指示 - 下の本文の「警察や消防などによると」で始まる段落を、主な事実を残して短い箇条書きに書き直すこと。

本文 -

※

警察や消防などによると、Aさんが倒れてすぐ、バス運転手は路肩に車を止め、警察と消防に通報をしたという。そして、バスに乗り合わせていた30代女性と40代後半-50代前半の男性乗客の2人がAさんに駆け寄り、体に触れて状況を確認した。配達のためバイクに乗って近くを通りかかったチョン・ヨンドクさん(45)も「恩人」の1人になった。チョンさんは、バスが突然止まって乗客が車から降りるのを見て変だと思い、バスに近づいていったという。そして、バス前方の通路で倒れているAさんを見ると、迷うことなくすぐに心肺蘇生(そせい)法を開始した。

※

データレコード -
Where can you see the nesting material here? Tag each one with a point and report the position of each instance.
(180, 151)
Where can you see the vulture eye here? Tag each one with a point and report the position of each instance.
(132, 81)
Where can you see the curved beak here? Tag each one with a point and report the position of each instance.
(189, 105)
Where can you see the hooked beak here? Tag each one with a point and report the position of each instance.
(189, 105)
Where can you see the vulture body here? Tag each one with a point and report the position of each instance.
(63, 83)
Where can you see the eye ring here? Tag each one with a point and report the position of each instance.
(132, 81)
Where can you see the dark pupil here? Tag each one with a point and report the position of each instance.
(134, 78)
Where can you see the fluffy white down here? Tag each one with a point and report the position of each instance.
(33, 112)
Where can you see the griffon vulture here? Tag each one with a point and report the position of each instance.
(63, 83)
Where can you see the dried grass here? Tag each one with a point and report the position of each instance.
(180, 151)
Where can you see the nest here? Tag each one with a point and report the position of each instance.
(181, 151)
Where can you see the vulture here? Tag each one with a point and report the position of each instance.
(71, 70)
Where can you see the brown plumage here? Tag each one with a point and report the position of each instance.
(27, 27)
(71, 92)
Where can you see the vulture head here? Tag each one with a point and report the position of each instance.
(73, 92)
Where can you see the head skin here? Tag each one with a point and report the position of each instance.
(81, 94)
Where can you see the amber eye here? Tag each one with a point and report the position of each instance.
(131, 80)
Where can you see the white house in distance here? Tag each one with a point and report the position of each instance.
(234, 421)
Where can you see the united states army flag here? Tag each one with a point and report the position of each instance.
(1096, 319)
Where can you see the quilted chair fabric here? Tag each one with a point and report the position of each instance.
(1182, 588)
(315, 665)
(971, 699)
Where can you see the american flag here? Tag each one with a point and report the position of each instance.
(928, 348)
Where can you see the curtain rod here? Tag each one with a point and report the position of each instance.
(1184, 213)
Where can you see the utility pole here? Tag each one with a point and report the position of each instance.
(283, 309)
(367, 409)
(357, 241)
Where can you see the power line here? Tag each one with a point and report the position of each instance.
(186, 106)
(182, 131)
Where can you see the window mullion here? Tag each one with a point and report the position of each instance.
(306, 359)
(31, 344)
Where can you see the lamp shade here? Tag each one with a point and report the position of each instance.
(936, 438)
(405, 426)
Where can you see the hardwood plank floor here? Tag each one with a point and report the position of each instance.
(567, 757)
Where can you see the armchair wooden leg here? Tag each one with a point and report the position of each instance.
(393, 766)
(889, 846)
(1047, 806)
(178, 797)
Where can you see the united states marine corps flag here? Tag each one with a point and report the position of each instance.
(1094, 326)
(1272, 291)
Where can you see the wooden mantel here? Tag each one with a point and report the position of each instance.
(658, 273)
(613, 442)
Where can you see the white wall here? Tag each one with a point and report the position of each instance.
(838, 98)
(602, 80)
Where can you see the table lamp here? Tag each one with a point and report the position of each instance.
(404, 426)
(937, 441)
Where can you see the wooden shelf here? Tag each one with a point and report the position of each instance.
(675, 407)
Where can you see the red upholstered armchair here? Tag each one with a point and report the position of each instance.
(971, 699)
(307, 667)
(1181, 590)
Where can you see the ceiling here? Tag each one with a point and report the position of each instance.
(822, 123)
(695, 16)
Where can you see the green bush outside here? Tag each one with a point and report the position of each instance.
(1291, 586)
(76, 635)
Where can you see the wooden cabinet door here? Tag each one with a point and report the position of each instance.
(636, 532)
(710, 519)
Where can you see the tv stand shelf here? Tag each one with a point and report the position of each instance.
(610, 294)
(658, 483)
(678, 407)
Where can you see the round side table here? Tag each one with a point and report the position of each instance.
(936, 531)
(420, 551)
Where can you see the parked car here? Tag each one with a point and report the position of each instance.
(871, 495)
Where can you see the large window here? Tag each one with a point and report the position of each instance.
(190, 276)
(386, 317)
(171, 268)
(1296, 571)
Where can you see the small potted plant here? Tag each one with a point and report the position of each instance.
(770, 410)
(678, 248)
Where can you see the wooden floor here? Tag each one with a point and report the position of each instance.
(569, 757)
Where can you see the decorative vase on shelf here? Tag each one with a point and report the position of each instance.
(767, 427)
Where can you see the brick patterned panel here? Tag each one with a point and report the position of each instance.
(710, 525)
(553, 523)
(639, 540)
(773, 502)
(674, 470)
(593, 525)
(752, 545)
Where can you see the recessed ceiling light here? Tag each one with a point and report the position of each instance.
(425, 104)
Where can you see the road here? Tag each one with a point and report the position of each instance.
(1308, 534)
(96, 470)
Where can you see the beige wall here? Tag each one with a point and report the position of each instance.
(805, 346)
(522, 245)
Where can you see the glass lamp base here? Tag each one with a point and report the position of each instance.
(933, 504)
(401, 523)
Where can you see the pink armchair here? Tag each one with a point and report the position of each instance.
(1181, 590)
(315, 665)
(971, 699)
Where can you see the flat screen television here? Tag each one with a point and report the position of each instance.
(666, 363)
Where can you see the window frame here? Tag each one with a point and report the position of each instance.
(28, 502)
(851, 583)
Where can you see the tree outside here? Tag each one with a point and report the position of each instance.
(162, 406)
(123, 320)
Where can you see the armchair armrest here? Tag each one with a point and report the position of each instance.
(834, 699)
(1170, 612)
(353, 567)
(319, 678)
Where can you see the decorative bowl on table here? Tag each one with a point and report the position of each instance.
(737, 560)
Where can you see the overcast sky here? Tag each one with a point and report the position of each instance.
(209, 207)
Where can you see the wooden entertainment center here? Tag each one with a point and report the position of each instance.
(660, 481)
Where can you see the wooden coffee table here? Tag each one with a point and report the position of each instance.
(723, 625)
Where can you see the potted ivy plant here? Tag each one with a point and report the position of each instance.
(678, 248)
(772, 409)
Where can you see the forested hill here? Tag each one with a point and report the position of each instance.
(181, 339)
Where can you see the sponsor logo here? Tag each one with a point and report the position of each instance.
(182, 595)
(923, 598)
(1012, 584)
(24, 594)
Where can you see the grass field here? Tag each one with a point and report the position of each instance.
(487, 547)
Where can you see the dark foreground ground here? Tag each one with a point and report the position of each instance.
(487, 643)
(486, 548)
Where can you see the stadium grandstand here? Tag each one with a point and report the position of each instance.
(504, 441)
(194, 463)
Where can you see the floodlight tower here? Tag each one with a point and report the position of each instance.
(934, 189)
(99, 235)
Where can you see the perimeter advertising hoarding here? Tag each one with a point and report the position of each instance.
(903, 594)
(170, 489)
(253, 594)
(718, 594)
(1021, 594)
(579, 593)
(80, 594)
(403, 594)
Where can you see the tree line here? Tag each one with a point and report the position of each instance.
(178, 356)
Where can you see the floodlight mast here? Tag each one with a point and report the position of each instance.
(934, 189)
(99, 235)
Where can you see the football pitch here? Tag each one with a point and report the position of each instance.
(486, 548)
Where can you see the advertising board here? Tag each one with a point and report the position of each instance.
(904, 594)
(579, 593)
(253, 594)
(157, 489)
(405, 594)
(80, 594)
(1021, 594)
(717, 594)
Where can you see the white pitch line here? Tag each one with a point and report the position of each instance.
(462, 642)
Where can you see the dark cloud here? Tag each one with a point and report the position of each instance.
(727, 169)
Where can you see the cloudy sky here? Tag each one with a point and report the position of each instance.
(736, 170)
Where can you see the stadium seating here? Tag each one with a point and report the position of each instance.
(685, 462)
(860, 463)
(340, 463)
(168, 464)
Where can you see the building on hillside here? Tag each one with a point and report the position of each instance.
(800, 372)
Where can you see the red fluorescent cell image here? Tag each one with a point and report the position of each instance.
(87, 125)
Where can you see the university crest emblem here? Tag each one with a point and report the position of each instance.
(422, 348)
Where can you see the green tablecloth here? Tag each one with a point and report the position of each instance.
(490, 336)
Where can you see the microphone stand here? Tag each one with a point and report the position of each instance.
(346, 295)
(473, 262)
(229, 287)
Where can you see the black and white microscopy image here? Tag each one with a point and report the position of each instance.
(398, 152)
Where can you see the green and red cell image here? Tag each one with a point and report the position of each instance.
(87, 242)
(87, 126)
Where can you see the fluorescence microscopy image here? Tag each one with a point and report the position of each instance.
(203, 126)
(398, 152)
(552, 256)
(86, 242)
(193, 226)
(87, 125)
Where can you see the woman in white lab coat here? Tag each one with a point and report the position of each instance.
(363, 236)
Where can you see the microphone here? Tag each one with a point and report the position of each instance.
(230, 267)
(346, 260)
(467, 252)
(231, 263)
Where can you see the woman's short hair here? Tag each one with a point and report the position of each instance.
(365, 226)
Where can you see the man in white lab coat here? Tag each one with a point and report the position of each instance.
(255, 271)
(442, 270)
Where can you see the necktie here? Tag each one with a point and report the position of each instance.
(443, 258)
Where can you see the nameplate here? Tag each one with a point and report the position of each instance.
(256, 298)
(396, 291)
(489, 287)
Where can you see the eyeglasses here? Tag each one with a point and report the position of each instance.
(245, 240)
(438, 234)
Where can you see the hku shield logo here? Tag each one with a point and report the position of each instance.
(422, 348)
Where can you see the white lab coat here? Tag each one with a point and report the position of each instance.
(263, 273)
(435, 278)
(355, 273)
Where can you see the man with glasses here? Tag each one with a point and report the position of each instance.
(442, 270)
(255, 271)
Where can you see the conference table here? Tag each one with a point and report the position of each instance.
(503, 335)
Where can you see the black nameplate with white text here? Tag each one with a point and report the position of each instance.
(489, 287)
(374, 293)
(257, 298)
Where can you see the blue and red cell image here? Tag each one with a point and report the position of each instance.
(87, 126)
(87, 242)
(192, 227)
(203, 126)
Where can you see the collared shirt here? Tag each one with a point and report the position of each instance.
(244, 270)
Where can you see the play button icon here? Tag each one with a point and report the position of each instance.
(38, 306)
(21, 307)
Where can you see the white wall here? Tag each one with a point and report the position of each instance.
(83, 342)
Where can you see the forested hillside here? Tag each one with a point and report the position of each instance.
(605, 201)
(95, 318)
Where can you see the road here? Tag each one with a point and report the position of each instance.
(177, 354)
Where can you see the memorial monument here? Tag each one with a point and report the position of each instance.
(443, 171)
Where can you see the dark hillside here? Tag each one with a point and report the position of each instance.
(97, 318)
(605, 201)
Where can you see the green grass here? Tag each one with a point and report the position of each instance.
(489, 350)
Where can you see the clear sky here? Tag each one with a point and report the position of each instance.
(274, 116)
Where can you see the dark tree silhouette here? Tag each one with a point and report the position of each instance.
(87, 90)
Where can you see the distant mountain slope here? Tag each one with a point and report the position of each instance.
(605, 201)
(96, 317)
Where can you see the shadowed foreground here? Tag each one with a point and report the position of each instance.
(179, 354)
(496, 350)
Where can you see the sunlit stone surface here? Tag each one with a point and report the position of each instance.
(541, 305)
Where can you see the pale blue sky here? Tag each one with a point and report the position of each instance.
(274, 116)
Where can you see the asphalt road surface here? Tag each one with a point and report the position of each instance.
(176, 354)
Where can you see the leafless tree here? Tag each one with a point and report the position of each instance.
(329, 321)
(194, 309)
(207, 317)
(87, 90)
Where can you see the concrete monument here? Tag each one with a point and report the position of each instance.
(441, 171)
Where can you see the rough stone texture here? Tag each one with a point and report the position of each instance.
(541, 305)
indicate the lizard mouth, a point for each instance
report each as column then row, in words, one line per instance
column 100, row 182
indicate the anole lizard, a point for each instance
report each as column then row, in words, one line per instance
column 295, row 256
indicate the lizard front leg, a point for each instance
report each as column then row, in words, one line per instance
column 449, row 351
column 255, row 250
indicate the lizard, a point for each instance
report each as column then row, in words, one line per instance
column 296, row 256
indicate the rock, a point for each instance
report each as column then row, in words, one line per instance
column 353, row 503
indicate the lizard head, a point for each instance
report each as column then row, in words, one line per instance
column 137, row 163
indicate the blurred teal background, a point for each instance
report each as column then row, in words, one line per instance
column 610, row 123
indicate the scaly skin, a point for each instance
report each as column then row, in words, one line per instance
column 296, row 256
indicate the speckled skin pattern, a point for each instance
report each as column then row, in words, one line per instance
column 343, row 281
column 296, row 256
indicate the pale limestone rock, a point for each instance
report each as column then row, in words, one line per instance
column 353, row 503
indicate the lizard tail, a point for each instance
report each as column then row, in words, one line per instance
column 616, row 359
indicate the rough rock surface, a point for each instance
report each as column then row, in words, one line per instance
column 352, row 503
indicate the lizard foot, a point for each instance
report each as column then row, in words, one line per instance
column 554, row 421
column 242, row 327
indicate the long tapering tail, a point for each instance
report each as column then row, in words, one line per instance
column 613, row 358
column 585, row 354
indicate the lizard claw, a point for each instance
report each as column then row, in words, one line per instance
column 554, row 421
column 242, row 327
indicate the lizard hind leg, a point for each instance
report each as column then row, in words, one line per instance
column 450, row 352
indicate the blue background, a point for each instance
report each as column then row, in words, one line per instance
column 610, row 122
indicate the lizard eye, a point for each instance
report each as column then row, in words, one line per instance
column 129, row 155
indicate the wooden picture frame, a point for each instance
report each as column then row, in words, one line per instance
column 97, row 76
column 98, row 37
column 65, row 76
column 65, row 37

※

解答 -
- 警察や消防などによると、Aさんが倒れてすぐ、バス運転手は車を路肩に止め、警察と消防に通報した。
- 乗り合わせた30代女性と40代後半-50代前半の男性乗客の2人がAさんに駆け寄り、体に触れて状況を確かめた。
- 配達中にバイクで近くを通ったチョン・ヨンドクさん(45)は、バスが突然止まって乗客が降りるのを見て変だと思い、バスに近づいた。
- チョンさんはバス前方の通路に倒れているAさんを見ると、迷わずすぐに心肺蘇生法を始めた。